◆ **Goal of the exercise**
Count, please, the lines in the listing below that contain "smartphone", and reply with the count only.

● ● ●

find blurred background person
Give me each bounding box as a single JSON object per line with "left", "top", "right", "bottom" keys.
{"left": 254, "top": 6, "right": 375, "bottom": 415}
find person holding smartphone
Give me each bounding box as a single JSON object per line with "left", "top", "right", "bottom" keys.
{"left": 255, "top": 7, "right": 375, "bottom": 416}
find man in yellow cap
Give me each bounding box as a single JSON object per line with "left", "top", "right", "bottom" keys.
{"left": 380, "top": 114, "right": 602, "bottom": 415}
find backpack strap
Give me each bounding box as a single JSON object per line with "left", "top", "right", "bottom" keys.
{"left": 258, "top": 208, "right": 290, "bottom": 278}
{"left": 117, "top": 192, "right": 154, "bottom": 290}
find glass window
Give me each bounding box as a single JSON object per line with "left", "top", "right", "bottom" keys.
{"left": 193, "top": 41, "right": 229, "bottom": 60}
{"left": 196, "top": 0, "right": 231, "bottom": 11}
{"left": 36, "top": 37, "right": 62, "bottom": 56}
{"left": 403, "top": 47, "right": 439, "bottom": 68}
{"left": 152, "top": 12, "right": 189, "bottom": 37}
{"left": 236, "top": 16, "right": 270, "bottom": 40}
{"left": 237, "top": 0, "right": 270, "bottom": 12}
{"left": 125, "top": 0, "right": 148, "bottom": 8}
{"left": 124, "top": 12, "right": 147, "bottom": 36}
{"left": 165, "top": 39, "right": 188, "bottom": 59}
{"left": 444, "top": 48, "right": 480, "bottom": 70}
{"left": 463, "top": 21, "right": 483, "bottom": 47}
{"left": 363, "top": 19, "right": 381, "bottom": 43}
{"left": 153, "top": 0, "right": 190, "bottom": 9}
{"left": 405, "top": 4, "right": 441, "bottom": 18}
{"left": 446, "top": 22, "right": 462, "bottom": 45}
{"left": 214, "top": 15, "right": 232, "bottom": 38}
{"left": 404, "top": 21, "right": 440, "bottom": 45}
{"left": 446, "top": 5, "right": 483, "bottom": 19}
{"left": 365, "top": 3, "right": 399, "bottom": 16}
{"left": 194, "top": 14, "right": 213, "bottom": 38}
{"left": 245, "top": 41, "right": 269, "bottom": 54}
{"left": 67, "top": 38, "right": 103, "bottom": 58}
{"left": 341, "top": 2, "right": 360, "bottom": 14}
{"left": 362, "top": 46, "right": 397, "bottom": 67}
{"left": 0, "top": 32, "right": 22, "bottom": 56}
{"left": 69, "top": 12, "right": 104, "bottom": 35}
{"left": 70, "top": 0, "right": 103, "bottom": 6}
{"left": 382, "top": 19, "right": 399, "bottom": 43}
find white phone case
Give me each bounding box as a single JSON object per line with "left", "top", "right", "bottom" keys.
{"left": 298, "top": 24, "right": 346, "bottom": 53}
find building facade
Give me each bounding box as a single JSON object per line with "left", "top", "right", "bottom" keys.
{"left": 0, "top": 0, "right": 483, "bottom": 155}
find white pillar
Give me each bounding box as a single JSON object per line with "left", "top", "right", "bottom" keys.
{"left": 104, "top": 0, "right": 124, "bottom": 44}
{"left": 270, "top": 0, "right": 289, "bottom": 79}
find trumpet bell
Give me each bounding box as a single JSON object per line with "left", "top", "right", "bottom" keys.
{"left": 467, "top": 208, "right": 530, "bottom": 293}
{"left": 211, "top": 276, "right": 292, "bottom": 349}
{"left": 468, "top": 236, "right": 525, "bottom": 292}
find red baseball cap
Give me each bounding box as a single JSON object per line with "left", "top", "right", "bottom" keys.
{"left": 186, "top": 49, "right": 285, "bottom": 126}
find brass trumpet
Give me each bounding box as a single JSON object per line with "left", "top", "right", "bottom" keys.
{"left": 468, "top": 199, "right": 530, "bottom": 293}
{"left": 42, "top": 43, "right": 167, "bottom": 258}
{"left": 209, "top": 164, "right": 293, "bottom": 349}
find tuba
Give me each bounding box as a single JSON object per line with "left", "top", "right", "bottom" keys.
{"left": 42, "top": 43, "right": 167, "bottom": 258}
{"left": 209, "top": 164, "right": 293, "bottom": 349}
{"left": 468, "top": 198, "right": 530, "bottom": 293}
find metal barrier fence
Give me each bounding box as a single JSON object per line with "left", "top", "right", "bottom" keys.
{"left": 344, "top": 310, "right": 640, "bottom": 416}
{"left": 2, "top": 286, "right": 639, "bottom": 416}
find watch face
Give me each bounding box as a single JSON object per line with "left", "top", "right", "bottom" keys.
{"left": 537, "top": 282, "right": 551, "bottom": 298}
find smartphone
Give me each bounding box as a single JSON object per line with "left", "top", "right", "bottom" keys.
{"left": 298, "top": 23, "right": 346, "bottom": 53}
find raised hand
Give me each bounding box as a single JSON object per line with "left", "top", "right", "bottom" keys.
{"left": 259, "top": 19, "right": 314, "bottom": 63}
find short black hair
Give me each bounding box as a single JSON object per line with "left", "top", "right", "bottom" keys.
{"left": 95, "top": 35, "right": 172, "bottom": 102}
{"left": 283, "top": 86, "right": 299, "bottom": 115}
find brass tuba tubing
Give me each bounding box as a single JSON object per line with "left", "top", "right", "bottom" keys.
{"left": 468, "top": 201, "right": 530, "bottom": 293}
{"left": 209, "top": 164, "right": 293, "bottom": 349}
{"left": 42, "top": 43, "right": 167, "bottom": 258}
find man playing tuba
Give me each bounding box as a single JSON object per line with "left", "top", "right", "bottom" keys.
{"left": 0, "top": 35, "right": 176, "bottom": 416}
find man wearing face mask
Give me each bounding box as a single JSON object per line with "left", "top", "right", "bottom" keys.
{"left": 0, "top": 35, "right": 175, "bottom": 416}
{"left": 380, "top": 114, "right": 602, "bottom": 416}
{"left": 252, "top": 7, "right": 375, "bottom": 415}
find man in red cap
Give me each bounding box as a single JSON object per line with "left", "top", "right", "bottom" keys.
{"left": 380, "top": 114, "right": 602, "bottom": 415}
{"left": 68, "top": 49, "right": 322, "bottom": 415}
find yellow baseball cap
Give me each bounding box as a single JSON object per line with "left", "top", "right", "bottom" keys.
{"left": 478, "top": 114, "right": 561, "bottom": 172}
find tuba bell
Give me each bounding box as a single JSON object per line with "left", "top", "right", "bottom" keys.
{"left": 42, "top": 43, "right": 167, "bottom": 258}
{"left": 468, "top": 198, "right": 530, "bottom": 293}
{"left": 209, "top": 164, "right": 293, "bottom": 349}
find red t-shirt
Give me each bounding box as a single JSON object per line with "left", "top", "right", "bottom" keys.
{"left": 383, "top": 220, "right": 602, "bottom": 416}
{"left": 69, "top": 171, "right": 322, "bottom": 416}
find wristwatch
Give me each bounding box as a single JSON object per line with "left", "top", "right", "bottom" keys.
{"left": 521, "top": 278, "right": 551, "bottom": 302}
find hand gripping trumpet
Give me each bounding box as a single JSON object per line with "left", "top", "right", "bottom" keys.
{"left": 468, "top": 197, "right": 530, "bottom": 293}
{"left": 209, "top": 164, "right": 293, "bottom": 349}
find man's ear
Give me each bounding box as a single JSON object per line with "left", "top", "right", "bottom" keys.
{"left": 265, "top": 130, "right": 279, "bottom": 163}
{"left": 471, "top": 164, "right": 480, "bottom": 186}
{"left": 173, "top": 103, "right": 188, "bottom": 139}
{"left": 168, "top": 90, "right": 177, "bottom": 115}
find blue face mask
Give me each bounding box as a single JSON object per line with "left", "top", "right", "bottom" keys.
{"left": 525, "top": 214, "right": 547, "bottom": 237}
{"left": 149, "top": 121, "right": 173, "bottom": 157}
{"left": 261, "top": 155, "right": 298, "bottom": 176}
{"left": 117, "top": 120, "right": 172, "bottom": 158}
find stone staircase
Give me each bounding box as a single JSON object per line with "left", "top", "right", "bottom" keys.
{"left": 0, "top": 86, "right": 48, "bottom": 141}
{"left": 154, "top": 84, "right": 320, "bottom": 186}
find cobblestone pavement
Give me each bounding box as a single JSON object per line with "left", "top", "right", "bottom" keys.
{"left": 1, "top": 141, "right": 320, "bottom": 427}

● ● ●

◆ **Answer space**
2